--- Passage provided ---
A mathematical model for preoperative planning of radiofrequency ablation of hepatic tumors.

BACKGROUND

Radiofrequency ablation (RFA) is rapidly evolving as an effective minimally invasive technique for the treatment of small and unresectable liver tumors. A potential cause of treatment failure is the inability to determine the optimum number of overlapping ablations needed to completely destroy tumors larger than the size of a single ablation. To clarify this relationship, we performed a mathematical evaluation that enables us to accurately estimate the number of ablations needed to completely ablate larger tumors.

METHODS

This estimation is based on the assumptions that complete ablation of the surface of a target tumor, including its blood supply, would completely destroy the tumor and that the tumor and ablations produced are perfectly spherical. The smallest possible number of partially overlapping ablations that would completely cover the surface of the target tumor is the same as the number of faces on a regular polyhedron that has a circumscribing diameter equal to or greater than the diameter of the target sphere.

--- Supplied data ---
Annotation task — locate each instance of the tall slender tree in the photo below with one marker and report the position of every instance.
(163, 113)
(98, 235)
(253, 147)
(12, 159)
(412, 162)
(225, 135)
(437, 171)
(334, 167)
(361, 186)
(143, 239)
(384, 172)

--- Questions on the material ---
1: Retype the radiofrequency ablation abstract from "Radiofrequency ablation (RFA)" to "ablate larger tumors.".
2: In the radiofrequency ablation abstract, what shape are the tumor and the ablations assumed to be?
3: Write what comes next in the radiofrequency ablation abstract, picking up after its last sentence.

--- Answers to this exercise ---
1:
Radiofrequency ablation (RFA) is rapidly evolving as an effective minimally invasive technique for the treatment of small and unresectable liver tumors. A potential cause of treatment failure is the inability to determine the optimum number of overlapping ablations needed to completely destroy tumors larger than the size of a single ablation. To clarify this relationship, we performed a mathematical evaluation that enables us to accurately estimate the number of ablations needed to completely ablate larger tumors.

2: Perfectly spherical.

3:
RESULTS

This mathematical analysis shows that for a 5-cm ablation device, tumors with diameters ranging between 3.01 and 3.30 cm will require at least four ablations. Tumors between 3.31 and 4.12 cm require six overlapping ablations, and tumors between 4.13 and 6.23 cm require 12 overlapping ablations. The number of ablations needed for larger tumors and for 3-, 4-, 6-, and 7-cm ablation devices are also determined.

CONCLUSION

The smallest number of ablations required to completely ablate a spherical target tumor larger than the size of the ablation sphere increases dramatically as tumor size increases. Because this model is geometrically optimized, even a small change in the position of the ablation spheres with respect to the target sphere can leave potentially unablated tumor and thus result in treatment failure.